INFORMATION:
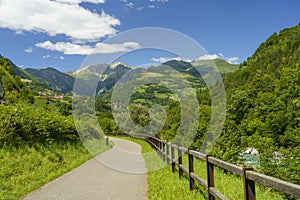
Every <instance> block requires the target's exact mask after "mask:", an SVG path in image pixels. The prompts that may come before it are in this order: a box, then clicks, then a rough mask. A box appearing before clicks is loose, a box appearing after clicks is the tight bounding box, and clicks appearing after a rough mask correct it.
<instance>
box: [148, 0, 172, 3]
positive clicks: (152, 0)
mask: <svg viewBox="0 0 300 200" xmlns="http://www.w3.org/2000/svg"><path fill="white" fill-rule="evenodd" d="M168 1H169V0H150V2H159V3H167V2H168Z"/></svg>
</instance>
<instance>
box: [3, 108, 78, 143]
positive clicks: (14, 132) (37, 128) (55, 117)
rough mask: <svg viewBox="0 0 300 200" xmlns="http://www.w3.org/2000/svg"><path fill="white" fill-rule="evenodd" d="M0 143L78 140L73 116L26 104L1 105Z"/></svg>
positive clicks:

TASK INSTRUCTIONS:
The answer must be every line from the entries above that holds the string "instance".

RESULT FOR THIS EXERCISE:
Every <instance> block requires the target's exact mask after "mask:", an SVG path in image pixels. The prompts that may come before it are in this order: a box, then clicks, then a rough mask. A box appearing before clicks is loose, a box appearing after clicks is the tight bounding box, and clicks appearing after a rough mask correct it.
<instance>
</instance>
<instance>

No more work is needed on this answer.